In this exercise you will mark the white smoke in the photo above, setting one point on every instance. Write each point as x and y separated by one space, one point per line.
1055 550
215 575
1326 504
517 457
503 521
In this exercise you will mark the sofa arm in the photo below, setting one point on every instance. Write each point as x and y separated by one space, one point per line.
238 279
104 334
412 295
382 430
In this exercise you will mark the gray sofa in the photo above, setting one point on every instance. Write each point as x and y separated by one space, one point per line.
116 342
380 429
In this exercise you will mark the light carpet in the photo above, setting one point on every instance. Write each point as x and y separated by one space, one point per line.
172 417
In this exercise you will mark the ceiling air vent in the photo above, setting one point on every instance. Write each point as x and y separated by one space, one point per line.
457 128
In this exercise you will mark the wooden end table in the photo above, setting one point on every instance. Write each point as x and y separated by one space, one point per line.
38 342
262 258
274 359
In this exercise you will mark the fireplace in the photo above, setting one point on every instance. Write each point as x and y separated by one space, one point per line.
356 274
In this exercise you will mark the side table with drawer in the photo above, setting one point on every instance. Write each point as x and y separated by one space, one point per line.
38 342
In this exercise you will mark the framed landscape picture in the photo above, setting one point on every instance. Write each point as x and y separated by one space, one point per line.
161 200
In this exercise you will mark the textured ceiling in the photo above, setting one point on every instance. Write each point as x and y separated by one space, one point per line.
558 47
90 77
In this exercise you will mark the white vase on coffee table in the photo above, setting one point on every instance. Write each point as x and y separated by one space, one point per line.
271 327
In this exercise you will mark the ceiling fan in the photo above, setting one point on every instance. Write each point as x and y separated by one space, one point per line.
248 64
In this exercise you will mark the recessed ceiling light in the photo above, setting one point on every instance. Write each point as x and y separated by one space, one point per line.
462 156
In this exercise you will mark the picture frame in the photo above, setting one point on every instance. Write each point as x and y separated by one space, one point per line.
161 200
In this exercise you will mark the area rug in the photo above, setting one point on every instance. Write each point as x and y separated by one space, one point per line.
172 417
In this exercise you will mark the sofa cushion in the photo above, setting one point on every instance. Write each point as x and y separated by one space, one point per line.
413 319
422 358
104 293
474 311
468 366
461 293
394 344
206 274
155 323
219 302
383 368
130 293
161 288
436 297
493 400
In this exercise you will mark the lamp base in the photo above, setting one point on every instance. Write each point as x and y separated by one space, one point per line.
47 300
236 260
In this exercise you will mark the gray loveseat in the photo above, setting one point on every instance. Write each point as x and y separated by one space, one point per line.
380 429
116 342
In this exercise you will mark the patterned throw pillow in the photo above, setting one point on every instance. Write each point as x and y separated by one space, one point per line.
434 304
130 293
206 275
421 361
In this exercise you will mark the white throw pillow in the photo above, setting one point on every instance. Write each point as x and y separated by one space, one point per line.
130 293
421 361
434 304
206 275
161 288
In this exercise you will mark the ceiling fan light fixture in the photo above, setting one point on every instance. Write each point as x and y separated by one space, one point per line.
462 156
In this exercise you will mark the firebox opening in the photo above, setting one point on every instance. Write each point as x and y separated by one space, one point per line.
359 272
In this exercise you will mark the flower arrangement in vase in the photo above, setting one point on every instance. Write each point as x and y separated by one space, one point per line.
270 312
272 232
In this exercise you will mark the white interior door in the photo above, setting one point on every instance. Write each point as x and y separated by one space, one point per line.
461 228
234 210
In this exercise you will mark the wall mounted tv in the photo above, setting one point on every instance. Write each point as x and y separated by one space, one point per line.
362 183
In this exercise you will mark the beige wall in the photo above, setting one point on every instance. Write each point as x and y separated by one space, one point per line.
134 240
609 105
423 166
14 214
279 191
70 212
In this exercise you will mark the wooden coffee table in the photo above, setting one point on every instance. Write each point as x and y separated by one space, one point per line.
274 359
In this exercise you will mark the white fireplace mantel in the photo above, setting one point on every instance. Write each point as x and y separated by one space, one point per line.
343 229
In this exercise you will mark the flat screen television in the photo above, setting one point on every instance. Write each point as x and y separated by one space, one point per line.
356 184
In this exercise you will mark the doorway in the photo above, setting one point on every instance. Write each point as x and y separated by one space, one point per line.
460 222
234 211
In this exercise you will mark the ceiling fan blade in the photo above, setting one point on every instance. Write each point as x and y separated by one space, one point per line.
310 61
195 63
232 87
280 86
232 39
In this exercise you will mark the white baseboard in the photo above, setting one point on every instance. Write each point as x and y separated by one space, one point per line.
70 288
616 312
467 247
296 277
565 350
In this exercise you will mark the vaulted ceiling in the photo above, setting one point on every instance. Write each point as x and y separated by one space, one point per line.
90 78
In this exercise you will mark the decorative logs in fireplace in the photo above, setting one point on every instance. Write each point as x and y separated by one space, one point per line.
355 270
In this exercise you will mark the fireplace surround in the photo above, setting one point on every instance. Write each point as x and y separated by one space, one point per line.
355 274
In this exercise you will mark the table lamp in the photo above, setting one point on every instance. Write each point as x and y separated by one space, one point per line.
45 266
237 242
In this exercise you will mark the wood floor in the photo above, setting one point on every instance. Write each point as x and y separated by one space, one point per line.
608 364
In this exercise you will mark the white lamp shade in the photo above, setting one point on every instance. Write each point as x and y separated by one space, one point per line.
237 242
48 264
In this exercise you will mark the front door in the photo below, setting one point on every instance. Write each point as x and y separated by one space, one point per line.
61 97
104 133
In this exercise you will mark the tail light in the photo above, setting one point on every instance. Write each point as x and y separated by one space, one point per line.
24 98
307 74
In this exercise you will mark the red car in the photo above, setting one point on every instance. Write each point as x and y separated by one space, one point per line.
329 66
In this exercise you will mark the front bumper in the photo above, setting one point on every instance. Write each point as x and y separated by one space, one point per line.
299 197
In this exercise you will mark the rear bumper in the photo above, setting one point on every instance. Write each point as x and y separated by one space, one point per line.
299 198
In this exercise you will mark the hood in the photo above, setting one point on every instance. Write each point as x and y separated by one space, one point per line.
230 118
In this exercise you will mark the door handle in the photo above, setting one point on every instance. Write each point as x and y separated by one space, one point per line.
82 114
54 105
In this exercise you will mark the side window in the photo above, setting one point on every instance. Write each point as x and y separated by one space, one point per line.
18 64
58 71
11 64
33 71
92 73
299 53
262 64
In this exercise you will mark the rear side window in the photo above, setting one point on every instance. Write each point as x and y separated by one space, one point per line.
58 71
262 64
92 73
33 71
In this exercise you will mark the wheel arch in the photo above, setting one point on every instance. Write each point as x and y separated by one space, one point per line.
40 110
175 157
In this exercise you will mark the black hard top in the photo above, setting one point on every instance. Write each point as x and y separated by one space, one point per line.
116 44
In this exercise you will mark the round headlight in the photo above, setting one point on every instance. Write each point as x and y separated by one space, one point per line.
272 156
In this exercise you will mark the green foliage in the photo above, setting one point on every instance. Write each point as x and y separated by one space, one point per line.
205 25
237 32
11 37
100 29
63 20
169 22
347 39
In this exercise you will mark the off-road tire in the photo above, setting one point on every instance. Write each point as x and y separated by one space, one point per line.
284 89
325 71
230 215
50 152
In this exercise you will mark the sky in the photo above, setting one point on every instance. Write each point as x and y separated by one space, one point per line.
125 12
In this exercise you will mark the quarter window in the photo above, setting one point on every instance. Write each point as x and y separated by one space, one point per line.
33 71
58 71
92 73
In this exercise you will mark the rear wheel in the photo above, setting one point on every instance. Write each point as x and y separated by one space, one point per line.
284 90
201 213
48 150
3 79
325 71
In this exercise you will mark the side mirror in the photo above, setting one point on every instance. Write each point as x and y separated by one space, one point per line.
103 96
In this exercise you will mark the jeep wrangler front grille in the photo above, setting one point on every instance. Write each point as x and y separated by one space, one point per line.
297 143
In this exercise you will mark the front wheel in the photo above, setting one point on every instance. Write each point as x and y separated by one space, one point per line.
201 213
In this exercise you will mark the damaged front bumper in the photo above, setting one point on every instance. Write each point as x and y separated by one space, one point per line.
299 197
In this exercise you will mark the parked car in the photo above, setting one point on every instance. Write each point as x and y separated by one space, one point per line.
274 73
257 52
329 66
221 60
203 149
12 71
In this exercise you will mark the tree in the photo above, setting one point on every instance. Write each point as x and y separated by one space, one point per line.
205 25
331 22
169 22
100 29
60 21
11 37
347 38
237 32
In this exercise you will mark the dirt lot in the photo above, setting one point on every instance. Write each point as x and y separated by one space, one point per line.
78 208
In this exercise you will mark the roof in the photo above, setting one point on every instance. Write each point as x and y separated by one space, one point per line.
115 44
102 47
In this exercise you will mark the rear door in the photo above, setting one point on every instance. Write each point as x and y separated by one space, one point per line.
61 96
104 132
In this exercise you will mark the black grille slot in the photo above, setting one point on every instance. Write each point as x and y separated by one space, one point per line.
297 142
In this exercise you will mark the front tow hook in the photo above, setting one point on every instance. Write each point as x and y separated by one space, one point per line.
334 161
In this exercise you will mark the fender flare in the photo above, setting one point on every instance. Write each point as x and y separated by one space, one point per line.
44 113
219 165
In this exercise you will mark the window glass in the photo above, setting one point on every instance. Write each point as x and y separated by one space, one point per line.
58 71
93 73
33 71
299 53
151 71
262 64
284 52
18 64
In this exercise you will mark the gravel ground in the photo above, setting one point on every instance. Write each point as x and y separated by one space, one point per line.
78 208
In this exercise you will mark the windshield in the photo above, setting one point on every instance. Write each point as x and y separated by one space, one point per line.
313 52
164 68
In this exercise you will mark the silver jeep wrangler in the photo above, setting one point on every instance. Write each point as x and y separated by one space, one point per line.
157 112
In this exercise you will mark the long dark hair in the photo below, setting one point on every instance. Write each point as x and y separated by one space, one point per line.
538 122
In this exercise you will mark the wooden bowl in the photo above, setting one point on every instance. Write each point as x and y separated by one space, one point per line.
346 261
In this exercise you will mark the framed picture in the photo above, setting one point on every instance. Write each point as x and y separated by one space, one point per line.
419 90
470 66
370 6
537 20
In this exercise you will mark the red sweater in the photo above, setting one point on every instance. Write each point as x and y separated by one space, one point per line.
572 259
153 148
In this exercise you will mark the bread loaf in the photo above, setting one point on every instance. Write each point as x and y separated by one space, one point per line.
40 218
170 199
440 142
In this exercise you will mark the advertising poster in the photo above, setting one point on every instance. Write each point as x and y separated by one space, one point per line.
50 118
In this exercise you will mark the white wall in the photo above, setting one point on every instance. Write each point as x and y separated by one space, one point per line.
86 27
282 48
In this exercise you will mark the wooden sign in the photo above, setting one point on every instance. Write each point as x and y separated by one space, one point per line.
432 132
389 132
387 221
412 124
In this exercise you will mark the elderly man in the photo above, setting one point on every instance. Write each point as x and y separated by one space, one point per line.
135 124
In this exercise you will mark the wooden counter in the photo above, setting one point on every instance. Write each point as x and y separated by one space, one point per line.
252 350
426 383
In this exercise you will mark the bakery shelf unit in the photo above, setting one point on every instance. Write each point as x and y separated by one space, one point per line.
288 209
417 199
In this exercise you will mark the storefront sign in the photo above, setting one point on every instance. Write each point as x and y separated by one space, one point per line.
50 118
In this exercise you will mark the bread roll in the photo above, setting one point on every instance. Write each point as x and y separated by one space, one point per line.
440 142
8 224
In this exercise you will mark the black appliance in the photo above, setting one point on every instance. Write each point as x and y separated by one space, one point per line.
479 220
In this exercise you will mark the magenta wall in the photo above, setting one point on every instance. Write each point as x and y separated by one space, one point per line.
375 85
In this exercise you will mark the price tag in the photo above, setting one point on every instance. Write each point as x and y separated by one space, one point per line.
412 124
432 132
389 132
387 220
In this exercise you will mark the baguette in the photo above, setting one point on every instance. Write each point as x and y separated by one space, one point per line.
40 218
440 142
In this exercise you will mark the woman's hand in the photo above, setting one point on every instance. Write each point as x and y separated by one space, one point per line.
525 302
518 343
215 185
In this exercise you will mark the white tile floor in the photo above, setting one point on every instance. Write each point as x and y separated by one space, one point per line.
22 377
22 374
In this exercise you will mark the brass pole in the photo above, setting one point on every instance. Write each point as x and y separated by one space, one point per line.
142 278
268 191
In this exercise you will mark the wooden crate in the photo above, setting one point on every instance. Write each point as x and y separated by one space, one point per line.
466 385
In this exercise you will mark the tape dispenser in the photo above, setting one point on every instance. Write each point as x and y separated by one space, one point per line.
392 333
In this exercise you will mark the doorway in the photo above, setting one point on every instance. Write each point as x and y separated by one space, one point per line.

_Exercise:_ Repeat exactly the lines from the one containing "In this exercise you will mark the brass" through the last line of the records above, both included, and nothing else.

_Answer to this problem:_
In this exercise you will mark the brass pole in the photo above, setting one point on every instance. Write each point as x and y separated by one space, one point per line.
142 278
268 191
In this exercise you will mark the wooden crate in the photo above, setting one point on every instance. Write each point as x and y separated by one space, one point per line.
466 385
In this exercise you will mark the tape dispenser in the photo above, setting one point on every instance. Write each point as x and y separated by one space, one point per line.
392 333
In this exercise you will mark the doorway in the photo above, setting one point on every instance. Write each point as x and y separated by one space, one point per line.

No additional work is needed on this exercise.